### DATA FOR THIS TASK ###

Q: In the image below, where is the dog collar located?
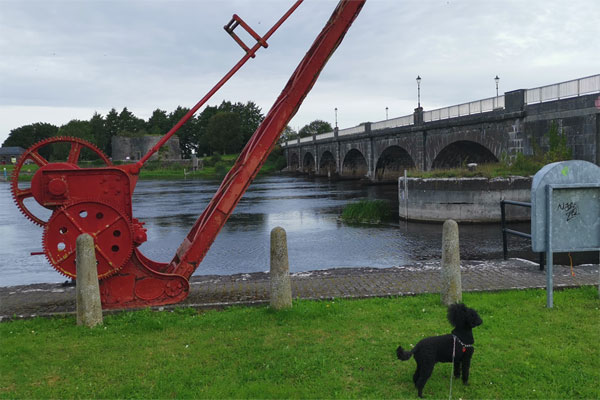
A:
[452,334,473,353]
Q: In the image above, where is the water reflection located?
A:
[0,176,533,286]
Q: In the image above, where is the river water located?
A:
[0,176,535,286]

###

Copy the entries from the line containing "Q: In the image above, where is the water" through the end of the entries, substituting "found" for "located" and changing nothing else.

Q: In the image above, where is the water reflection found?
A:
[0,176,533,286]
Q: In the image above, where is the river water found?
A:
[0,176,535,286]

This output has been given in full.